──────── Material for this task ────────

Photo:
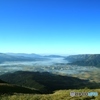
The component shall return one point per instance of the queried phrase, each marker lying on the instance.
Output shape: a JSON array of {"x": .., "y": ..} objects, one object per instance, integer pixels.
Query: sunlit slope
[{"x": 58, "y": 95}]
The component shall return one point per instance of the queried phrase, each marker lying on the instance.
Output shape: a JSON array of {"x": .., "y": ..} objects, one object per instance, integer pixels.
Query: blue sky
[{"x": 50, "y": 26}]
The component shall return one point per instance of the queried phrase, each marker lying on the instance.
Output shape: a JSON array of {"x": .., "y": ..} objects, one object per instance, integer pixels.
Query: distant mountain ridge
[
  {"x": 84, "y": 60},
  {"x": 20, "y": 57}
]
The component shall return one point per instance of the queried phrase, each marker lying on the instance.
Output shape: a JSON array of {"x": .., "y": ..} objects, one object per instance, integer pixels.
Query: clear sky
[{"x": 50, "y": 26}]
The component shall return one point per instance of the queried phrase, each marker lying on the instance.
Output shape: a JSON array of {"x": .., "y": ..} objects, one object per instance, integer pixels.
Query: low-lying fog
[{"x": 53, "y": 65}]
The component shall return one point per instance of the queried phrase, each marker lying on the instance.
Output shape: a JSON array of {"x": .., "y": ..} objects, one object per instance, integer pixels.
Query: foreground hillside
[
  {"x": 58, "y": 95},
  {"x": 6, "y": 88}
]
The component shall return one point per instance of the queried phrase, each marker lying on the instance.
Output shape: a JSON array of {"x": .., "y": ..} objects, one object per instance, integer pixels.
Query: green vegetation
[
  {"x": 6, "y": 88},
  {"x": 57, "y": 95}
]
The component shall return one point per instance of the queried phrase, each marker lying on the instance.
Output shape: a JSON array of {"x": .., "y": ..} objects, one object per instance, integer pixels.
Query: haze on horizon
[{"x": 50, "y": 26}]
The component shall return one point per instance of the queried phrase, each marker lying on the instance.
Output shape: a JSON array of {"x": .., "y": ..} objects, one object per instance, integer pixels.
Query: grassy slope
[
  {"x": 6, "y": 88},
  {"x": 58, "y": 95}
]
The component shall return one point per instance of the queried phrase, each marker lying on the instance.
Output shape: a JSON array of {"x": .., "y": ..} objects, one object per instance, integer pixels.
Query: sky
[{"x": 50, "y": 26}]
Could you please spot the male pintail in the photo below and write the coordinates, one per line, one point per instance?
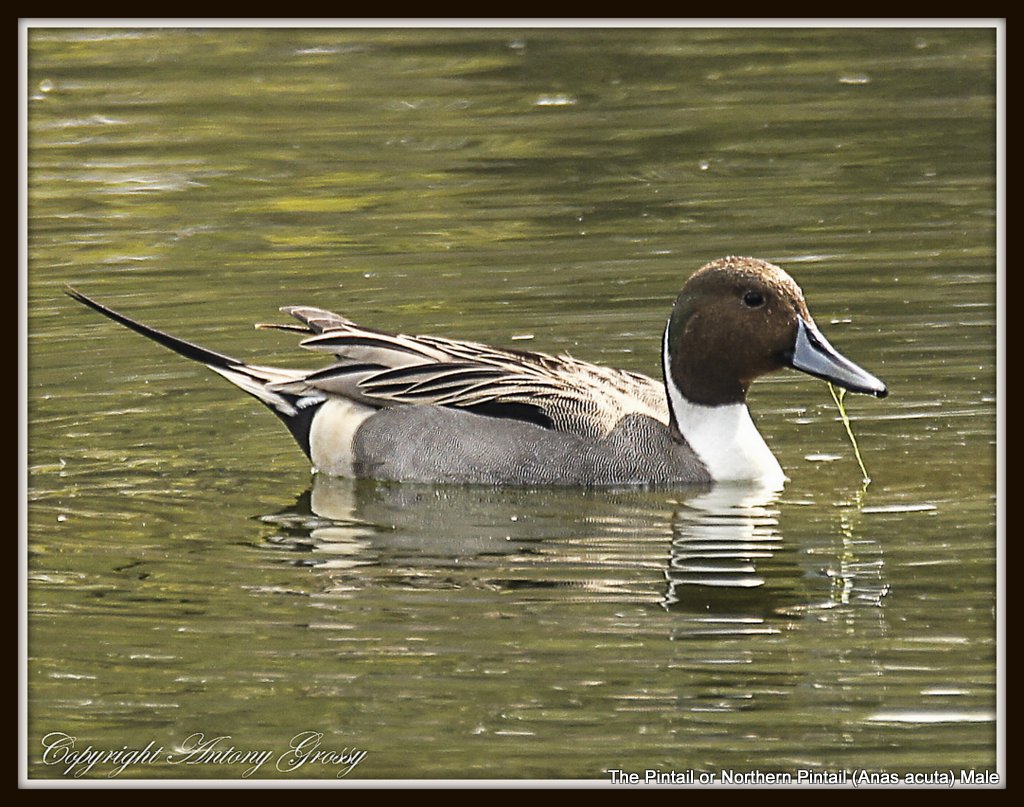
(427, 409)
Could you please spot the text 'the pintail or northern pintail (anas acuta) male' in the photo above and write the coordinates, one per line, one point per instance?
(433, 410)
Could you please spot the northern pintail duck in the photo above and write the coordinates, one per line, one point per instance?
(427, 409)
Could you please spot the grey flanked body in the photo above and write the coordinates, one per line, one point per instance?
(432, 443)
(426, 409)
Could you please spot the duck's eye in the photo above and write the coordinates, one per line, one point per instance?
(754, 299)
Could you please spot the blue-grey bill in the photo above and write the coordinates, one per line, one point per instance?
(814, 355)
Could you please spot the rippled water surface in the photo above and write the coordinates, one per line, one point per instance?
(546, 189)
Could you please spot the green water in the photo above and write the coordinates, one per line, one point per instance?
(547, 189)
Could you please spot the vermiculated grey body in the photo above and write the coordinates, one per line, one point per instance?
(434, 443)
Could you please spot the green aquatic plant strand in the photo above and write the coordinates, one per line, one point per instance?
(838, 397)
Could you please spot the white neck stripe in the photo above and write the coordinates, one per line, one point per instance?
(724, 437)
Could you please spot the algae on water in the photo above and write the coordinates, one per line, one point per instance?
(838, 397)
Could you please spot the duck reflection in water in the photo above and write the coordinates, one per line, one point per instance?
(718, 551)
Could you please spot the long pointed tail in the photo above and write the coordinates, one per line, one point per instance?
(296, 411)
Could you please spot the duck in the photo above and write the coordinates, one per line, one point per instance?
(424, 409)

────────

Exercise brief: Word-for-word copy, no pictures: write out the entries above in full.

The answer:
Photo:
The component shall return one point per instance of the queried phrase, each marker lying on the instance.
Output shape: a JSON array of {"x": .., "y": ..} objects, one object per instance, integer pixels.
Query: sunlit slope
[{"x": 58, "y": 95}]
The component shall return one point per instance of the queried phrase, each marker lying on the instance.
Output shape: a JSON array of {"x": .., "y": ..} objects, one object per instance, integer pixels.
Query: blue sky
[{"x": 50, "y": 26}]
The component shall return one point per instance of the queried phrase, each marker lying on the instance.
Output shape: a JSON array of {"x": .., "y": ..} objects, one object per instance, integer pixels.
Query: distant mountain ridge
[
  {"x": 84, "y": 60},
  {"x": 20, "y": 57}
]
The component shall return one point per instance of the queried phrase, each marker lying on the instance.
Output shape: a JSON array of {"x": .., "y": ..} objects, one object per instance, integer pixels.
Query: clear sky
[{"x": 50, "y": 26}]
The component shall return one point per instance of the queried phrase, each marker lying on the instance.
Output shape: a JSON array of {"x": .., "y": ..} objects, one object per instance, integer pixels.
Query: low-lying fog
[{"x": 53, "y": 65}]
The component shall return one point per instance of the queried phrase, each marker lying on the instance.
Output shape: a JSON array of {"x": .., "y": ..} objects, one object per instance, integer pixels.
Query: foreground hillside
[
  {"x": 58, "y": 95},
  {"x": 6, "y": 88}
]
The component shall return one point per instance of the queried phrase, each marker lying on the instance.
Output shape: a JSON array of {"x": .., "y": ..} objects, one object per instance, integer pixels.
Query: green vegetation
[
  {"x": 6, "y": 88},
  {"x": 57, "y": 95}
]
The component shall return one point per instance of the queried phrase, each marker lying on the instance.
Output shape: a JSON array of {"x": .., "y": ..} objects, one object per instance, integer pixels.
Query: haze on horizon
[{"x": 50, "y": 26}]
The component shall return one point per instance of the queried phrase, each marker lying on the instance.
Output shape: a JSON array of {"x": .., "y": ..} objects, one object per instance, integer pixels.
Query: grassy slope
[
  {"x": 6, "y": 88},
  {"x": 58, "y": 95}
]
The component shall return one point per instance of the queried phrase, each marker lying on the instance.
Output shape: a JSON array of {"x": .., "y": ..} objects, one object per instance, integer pixels.
Query: sky
[{"x": 50, "y": 26}]
Could you please spot the male pintail in the photo below and write the coordinates, one per line, one point per instance?
(427, 409)
Could you please spot the text 'the pintail or northern pintail (anas acuta) male' in the photo above and write the coordinates, one per line, one point per instance?
(433, 410)
Could you please spot the northern pintail duck in the photo above and write the coordinates, one per line, one point per instance?
(427, 409)
Could you please spot the grey flanked body in the photo above and write the coordinates, one per line, one point per instance?
(432, 443)
(426, 409)
Could you please spot the duck's eye in the photo above and write the coordinates, one per line, one point per instance?
(754, 299)
Could you please spot the blue-grey bill in the photo above and write the coordinates, one per line, one point per instance?
(814, 355)
Could you please spot the rippled water surface in the photo above and write the coordinates, one per line, one point per instance?
(546, 189)
Could you please spot the green water in the photo above and write the coordinates, one per line, one point per instance?
(547, 189)
Could you please spot the vermiculated grey body in the photo above and write the coordinates, one per line, one point per instance?
(434, 443)
Could you please spot the green aquatic plant strand in the photo above and write the coordinates, one per line, one point per instance?
(838, 397)
Could you please spot the white neck stripe in the photo above and write the coordinates, one per line, one point per instance?
(724, 437)
Could you please spot the algae on water in the photo above and write the coordinates, one per line, one point per instance?
(838, 397)
Could you please spot the duck reflection in water in the photo above and write the coordinates, one per line, one point per instance?
(718, 551)
Could you please spot the long pointed tail in the photo above and write the coordinates, one per line, one point per instance?
(296, 411)
Could you please spot the duck in the photo above and write the coordinates, one per line, one point per instance?
(424, 409)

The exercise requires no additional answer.